AUSZUG
↓

Ansagen über den Kopfhörer während der Moderation. Davon bekommt der Zuschauer nichts mit. Es war spannend, sich da hineinzufinden und es hat Spaß gemacht. Von daher schließe ich nichts aus.

Gab es Rückmeldungen?

Aus dem Handballumfeld bekommt man schon während der Übertragung übers Handy Feedback, es war überraschend positiv. Scheinbar ist mir der Spagat ganz gut gelungen. Ich wollte nicht zu komplex sein, das war auch der Auftrag: taktische Dinge für den Laien verständlich in den Vordergrund zu rücken.

Frage an den Fachmann: Warum hat Deutschland das Halbfinale verpasst?

Ich finde, dass wir gegen Kroatien ein unglaublich gutes Spiel gemacht haben, was Leidenschaft und Emotion betrifft. Aber in der Crunchtime waren wir nicht mit der Effektivität der Kroaten gesegnet. Das zeigt, wie abgezockt die sind. Es war auch eine sehr schlaue Entscheidung von Kroatiens Trainer Lino Cervar, Duvnjak in der zweiten Halbzeit vorwiegend Abwehr spielen zu lassen. So konnte er Kräfte für diese Abwehr sammeln, die uns sehr beschäftigt hat. Der Teufel liegt da im Detail, und diese Details haben das Spiel entschieden.

↑

BEREITGESTELLTE DATEN
↓

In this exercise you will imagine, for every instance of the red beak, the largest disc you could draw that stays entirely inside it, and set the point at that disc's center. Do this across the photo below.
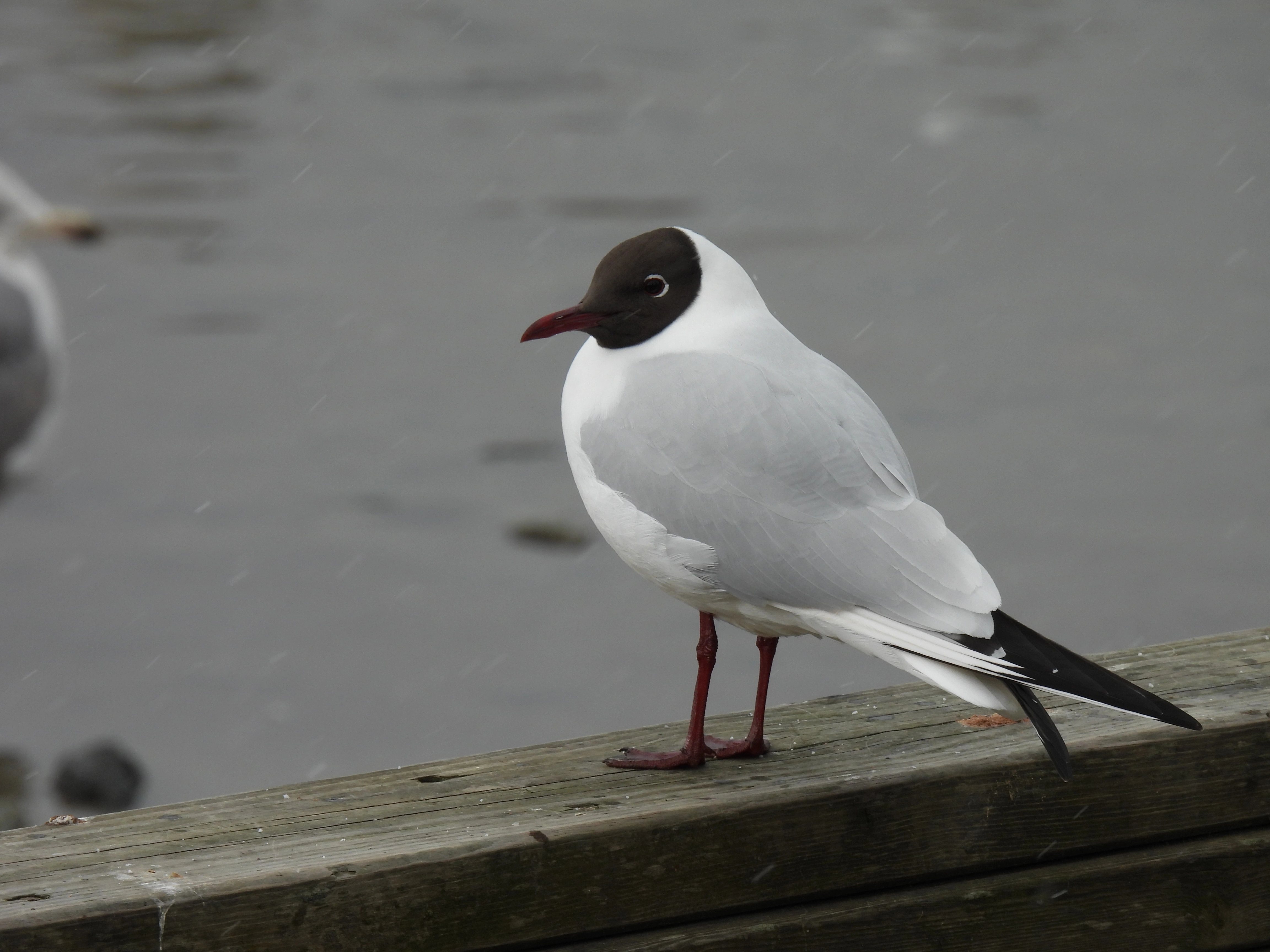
(569, 319)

↑

AUFGABE 1
Wie heißt laut dem Interview über Handball der Trainer Kroatiens?
AUFGABE 2
Ändere im Interview über Handball den Abschnitt zwischen „Gab es Rückmeldungen?“ und „das Halbfinale verpasst?“ einschließlich, indem du „Handballumfeld“ durch „Sportumfeld“ ersetzt.
AUFGABE 3
Führe das Interview über Handball nach dessen letztem Satz weiter.

RICHTIGE ANTWORT 1
Lino Cervar.

RICHTIGE ANTWORT 2
Gab es Rückmeldungen?

Aus dem Sportumfeld bekommt man schon während der Übertragung übers Handy Feedback, es war überraschend positiv. Scheinbar ist mir der Spagat ganz gut gelungen. Ich wollte nicht zu komplex sein, das war auch der Auftrag: taktische Dinge für den Laien verständlich in den Vordergrund zu rücken.

Frage an den Fachmann: Warum hat Deutschland das Halbfinale verpasst?

RICHTIGE ANTWORT 3
Gelingt der Mannschaft von Bundestrainer Christian Prokop noch die Olympia-Qualifikation für Tokio? Sie hat ja nur noch eine Chance: Sie muss im April in Berlin in einem Viererturnier bestehen.

Wir mussten bei der EM verletzungsbedingt die Breite des Kaders noch mehr ins Spiel bringen. Gerade im Rückraum musste der Bundestrainer stark improvisieren. Für die Qualifikation kann man wieder anders aufstellen, das ist ein Vorteil. Also: Ich glaube, dass wir nach Tokio fliegen.

Ist Prokop noch der richtige Trainer?

Es ist eine gute Entwicklung zu sehen. Christian hat sich extrem viele, auch selbstkritische Gedanken über die bisherige Zusammenarbeit gemacht und Dinge verändert und angepasst. Das ist für einen Trainer eine starke Fähigkeit. Man hat auch nicht den Eindruck, dass zwischen Team und Trainer etwas nicht stimmt - er ist der Richtige.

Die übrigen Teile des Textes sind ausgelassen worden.